- Aim of the task -
Can you copy out the listing below, replacing "Tag each one" with "Mark each one" wherever it occurs and leaving the pictures out, with everything else unchanged?

- Dataset entries -

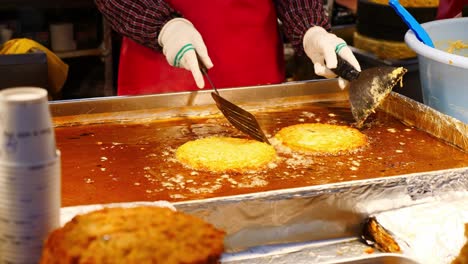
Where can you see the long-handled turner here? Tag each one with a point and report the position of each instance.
(238, 117)
(369, 87)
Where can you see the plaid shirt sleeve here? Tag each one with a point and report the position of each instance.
(298, 16)
(140, 20)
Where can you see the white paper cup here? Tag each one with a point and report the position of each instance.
(38, 175)
(27, 136)
(30, 203)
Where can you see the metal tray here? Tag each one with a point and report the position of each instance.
(318, 216)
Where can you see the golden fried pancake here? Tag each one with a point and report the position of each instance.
(222, 154)
(321, 139)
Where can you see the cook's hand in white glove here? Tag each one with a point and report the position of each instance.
(180, 40)
(322, 47)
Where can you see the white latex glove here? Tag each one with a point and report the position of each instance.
(321, 47)
(180, 40)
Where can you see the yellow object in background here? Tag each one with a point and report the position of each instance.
(57, 69)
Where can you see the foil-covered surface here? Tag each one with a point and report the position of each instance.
(432, 232)
(300, 225)
(320, 212)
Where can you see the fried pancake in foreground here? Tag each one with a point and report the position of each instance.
(321, 139)
(223, 154)
(134, 235)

- Output for this exercise -
Where can you see the long-handled turner here? Mark each one with a point and report the position of each instance.
(238, 117)
(369, 87)
Where can you see the plaid shirt sleeve here? Mark each one with a point and report the position of each instance.
(298, 16)
(140, 20)
Where can you see the white paper cup here? Mark each one with a point and report the position of each instance.
(38, 175)
(27, 136)
(30, 203)
Where can you see the metal tray here? Mark each one with a point and report the position of each instance.
(318, 216)
Where can you see the golden fried pancake here? Mark each one with a point and report the position of each instance.
(222, 154)
(321, 139)
Where can you see the cook's hand in white glove here? Mark each one with a point and report the position of each instance.
(180, 40)
(322, 47)
Where can you see the white latex glove here? Mark each one with a point and report the position of each instance.
(321, 47)
(180, 40)
Where can you see the yellow object in background here? Mark each one with a point and report the position of each instance.
(57, 69)
Where can you see the foil-covered surface here? Mark each one with a point and report the position of each instance.
(432, 232)
(300, 225)
(320, 212)
Where can you see the fried pancake in foreground here? Mark each one with a point and report the position of each instance.
(321, 139)
(223, 154)
(134, 235)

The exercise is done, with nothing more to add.